= Task objective =
Report back each line of the data that contains the word "metal".

- Opening Delimiter -

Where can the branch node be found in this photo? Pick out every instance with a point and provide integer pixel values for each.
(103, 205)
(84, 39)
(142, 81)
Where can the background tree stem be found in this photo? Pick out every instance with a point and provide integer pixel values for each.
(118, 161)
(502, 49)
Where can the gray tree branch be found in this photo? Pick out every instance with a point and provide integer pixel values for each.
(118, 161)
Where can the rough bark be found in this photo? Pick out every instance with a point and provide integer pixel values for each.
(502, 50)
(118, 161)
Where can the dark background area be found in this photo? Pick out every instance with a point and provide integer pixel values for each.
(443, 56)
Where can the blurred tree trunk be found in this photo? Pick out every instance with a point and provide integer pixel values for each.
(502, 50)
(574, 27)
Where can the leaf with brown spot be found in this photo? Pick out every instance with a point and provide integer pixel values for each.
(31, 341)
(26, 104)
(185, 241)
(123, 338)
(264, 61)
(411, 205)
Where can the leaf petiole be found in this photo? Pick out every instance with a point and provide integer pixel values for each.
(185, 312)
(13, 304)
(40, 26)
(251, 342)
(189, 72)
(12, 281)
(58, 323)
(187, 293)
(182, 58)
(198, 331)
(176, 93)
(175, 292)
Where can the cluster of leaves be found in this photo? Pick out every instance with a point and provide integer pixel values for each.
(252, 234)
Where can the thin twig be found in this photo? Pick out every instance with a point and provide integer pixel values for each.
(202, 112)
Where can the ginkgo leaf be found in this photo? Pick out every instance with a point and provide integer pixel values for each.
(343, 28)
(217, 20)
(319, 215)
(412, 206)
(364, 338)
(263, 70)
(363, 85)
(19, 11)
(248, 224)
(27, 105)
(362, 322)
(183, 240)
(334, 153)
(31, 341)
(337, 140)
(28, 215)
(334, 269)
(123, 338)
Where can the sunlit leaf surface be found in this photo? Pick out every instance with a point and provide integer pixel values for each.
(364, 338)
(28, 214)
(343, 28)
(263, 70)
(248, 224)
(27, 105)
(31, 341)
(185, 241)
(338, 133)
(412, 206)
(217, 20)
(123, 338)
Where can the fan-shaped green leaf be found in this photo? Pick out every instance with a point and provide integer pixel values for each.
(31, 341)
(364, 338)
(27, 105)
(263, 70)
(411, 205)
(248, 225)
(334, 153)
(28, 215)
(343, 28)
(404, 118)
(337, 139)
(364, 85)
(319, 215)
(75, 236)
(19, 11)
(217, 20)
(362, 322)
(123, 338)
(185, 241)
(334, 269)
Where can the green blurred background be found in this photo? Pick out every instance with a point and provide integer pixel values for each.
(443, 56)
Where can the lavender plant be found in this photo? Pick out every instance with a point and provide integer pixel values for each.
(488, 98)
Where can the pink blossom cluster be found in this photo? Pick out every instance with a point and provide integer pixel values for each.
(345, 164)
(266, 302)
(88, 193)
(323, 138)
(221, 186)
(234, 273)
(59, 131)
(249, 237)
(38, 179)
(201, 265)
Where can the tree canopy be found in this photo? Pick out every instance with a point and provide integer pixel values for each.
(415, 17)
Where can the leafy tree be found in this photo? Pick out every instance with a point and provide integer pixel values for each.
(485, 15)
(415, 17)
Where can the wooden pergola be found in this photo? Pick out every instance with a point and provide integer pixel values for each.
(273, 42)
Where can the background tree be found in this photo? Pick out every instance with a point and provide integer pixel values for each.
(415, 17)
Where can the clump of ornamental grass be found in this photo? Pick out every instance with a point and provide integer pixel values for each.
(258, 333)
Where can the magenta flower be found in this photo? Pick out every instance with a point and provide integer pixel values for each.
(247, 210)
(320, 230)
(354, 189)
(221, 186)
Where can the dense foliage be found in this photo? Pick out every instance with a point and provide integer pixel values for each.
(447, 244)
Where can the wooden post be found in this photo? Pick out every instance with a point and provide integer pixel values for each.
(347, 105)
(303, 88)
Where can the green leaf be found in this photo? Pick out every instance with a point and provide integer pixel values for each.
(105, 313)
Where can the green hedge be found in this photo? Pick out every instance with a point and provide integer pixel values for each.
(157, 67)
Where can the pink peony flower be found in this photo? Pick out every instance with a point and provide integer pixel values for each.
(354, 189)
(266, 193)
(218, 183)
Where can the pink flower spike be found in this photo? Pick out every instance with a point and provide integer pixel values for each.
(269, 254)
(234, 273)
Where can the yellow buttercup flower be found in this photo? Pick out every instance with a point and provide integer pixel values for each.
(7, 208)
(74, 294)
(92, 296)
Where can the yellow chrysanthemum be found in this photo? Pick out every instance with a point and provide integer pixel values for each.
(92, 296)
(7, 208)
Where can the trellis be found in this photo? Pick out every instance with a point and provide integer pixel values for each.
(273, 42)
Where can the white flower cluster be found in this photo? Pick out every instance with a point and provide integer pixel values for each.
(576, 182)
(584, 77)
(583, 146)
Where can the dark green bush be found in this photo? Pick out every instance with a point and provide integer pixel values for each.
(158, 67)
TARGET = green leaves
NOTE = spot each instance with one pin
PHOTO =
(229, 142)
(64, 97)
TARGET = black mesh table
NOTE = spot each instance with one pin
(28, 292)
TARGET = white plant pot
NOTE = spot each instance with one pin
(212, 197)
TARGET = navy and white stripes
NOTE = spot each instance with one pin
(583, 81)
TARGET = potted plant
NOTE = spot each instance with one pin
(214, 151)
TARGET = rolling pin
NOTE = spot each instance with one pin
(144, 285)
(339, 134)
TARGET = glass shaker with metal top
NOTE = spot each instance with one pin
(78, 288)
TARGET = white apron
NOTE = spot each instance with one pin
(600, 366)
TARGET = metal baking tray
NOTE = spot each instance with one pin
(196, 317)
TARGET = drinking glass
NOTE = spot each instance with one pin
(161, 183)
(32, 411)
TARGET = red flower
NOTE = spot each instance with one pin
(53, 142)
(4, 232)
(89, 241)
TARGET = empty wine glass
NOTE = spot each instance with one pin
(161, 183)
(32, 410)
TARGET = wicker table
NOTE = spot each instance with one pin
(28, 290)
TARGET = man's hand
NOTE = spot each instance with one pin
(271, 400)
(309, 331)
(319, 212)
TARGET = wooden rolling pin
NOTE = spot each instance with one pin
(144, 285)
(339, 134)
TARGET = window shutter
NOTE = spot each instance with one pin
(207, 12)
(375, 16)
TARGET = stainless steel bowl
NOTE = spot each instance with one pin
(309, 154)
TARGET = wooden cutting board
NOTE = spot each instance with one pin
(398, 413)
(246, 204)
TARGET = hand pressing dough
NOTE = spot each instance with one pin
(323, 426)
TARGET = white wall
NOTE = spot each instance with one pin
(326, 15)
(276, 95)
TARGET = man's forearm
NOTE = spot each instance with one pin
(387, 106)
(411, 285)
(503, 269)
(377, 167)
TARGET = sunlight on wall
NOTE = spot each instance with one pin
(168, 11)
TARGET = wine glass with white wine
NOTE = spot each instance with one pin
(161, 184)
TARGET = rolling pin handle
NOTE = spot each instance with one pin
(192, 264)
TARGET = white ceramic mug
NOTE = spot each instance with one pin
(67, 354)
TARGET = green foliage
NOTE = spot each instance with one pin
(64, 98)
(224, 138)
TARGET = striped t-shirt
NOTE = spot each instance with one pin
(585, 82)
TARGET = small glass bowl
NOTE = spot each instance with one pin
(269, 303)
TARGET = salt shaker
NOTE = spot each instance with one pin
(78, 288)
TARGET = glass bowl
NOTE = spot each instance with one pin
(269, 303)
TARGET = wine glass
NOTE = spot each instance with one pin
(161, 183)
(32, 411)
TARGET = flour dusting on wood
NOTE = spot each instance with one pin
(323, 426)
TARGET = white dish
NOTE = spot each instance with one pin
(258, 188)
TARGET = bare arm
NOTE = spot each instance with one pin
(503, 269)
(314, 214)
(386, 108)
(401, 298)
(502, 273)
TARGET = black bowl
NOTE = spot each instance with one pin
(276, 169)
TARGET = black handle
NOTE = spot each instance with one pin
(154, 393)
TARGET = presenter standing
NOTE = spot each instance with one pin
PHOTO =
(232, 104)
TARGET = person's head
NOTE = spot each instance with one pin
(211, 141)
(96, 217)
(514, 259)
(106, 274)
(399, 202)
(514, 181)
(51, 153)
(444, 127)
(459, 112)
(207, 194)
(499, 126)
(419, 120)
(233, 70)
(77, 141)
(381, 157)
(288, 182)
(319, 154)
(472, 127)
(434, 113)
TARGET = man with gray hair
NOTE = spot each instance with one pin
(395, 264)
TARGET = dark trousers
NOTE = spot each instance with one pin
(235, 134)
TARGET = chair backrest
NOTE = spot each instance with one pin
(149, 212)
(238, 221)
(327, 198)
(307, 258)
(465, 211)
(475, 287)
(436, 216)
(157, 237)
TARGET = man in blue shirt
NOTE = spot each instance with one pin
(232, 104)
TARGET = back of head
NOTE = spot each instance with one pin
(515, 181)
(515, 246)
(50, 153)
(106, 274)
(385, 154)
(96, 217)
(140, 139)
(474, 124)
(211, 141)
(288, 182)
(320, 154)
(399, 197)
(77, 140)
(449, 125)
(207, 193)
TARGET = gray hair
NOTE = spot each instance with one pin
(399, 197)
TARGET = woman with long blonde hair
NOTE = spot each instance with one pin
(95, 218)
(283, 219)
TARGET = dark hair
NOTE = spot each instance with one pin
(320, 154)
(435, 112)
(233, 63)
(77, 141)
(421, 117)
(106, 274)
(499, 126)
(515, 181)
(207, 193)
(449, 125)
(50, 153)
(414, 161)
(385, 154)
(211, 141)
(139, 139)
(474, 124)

- Closing Delimiter -

= Exercise solution =
TARGET = glass shaker with metal top
TARGET = metal baking tray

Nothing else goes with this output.